▶ _What to work on_:
1. List every model name that appears in the training thread.
2. In the training thread, what accuracy does vgg16 report at every epoch?
3. Rewrite the stretch of the training thread from "okay. i meant" through "pretty good, no?", renaming "resnet18" to "ResNet-18".

▶ _Supplied text_:
[start]
I have been instructed to do so

boreal gale
#

okay. i meant where did you get the values from?

rare flicker
#

From the dataset I got

boreal gale
#

wait actually i read your output wrong.
resnet18 looks pretty good, no?

rare flicker
rare flicker
#

And other models are giving me awful results

#
Training model vgg16
Epoch 0, Train loss = nan
Epoch 0, Test loss = nan
Accuracy: 5.4147%
---------------------
Epoch 1, Train loss = nan
Epoch 1, Test loss = nan
Accuracy: 5.4147%
---------------------
Epoch 2, Train loss = nan
Epoch 2, Test loss = nan
Accuracy: 5.4147%
---------------------
Epoch 3, Train loss = nan
Epoch 3, Test loss = nan
Accuracy: 5.4147%
---------------------
Epoch 4, Train loss = nan
Epoch 4, Test loss = nan
Accuracy: 5.4147%
---------------------
boreal gale
#

88% to 91% is not bad at all.

rare flicker
#

Maybe it is, but why are other models so bad?

#
Training model squeezenet
Epoch 0, Train loss = 3.4460
Epoch 0, Test loss = 3.4808
Accuracy: 24.7696%
---------------------
Epoch 1, Train loss = 3.6549
Epoch 1, Test loss = 3.6978
Accuracy: 22.4654%
---------------------
Epoch 2, Train loss = 3.8187
Epoch 2, Test loss = 3.8768
Accuracy: 21.0829%
---------------------
Epoch 3, Train loss = 3.9259
Epoch 3, Test loss = 4.0139
Accuracy: 17.3963%
---------------------
Epoch 4, Train loss = 4.0195
Epoch 4, Test loss = 4.1126
Accuracy: 16.0138%
---------------------
Epoch 5, Train loss = 4.0796
Epoch 5, Test loss = 4.1778
Accuracy: 16.4747%
---------------------
Epoch 6, Train loss = 4.1304
Epoch 6, Test loss = 4.2190
Accuracy: 16.2442%
---------------------
Epoch 7, Train loss = 4.1559
Epoch 7, Test loss = 4.2428
Accuracy: 15.8986%
---------------------
#

Accuracy going downhill just like my life

boreal gale
#

the model itself is unlikely to be wrong.
[end]
▶ _Supplied material_:
[start]
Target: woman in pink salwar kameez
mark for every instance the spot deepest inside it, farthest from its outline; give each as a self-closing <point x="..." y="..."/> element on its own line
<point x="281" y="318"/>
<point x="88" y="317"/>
[end]
▶ _Final answers_:
1. resnet18, vgg16, squeezenet

2. 5.4147%

3.
okay. i meant where did you get the values from?

rare flicker
#

From the dataset I got

boreal gale
#

wait actually i read your output wrong.
ResNet-18 looks pretty good, no?